(What you need to do) Please output the following records exactly. Leave every image out.
(Records provided Opens)
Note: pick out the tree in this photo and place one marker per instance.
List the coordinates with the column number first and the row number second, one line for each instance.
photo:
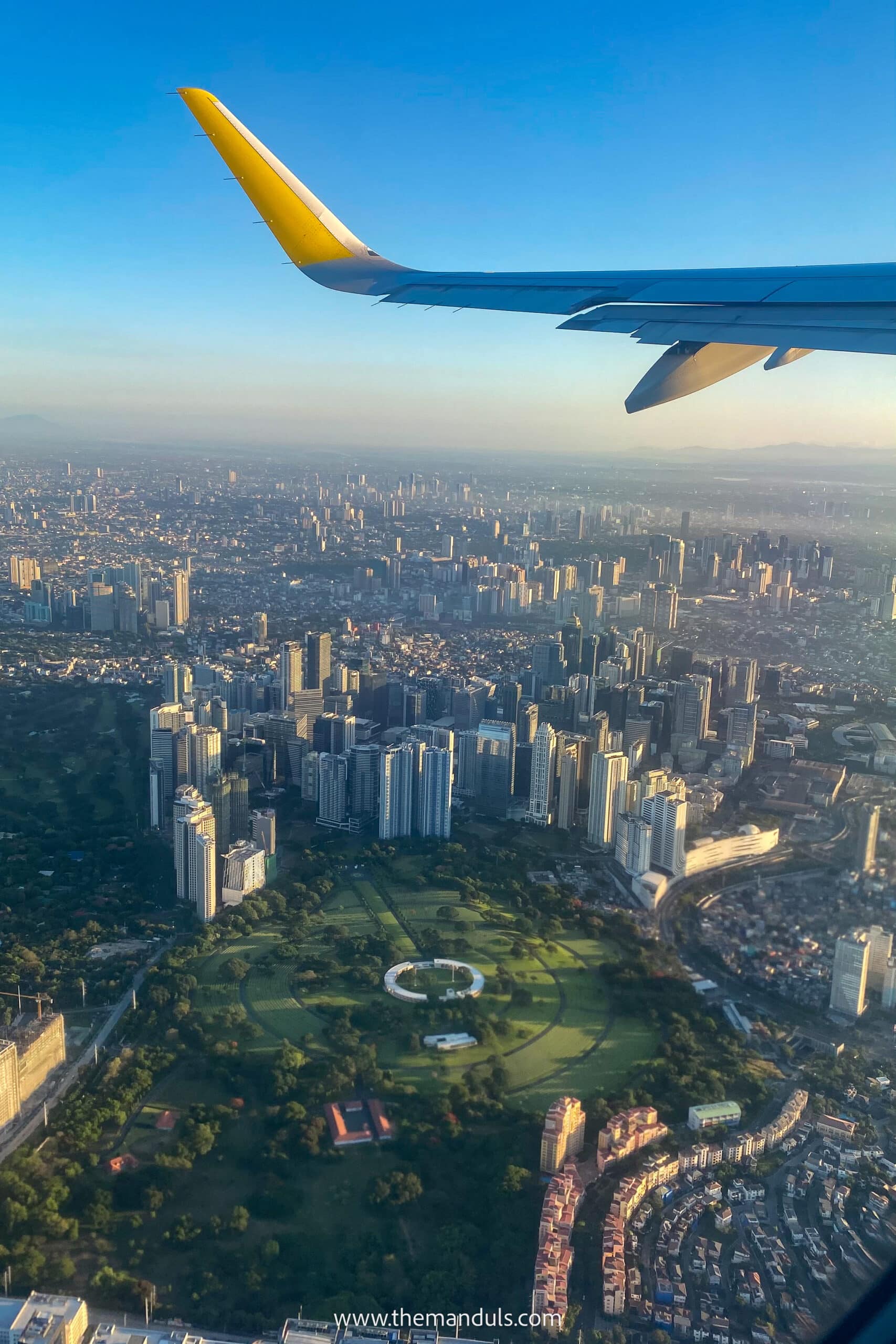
column 394, row 1190
column 515, row 1179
(Records provided Closes)
(Response below)
Note: pick out the tree in this photo and place one marker per instance.
List the coordinates with the column number first and the row number second, one line for each instance.
photo:
column 394, row 1190
column 515, row 1179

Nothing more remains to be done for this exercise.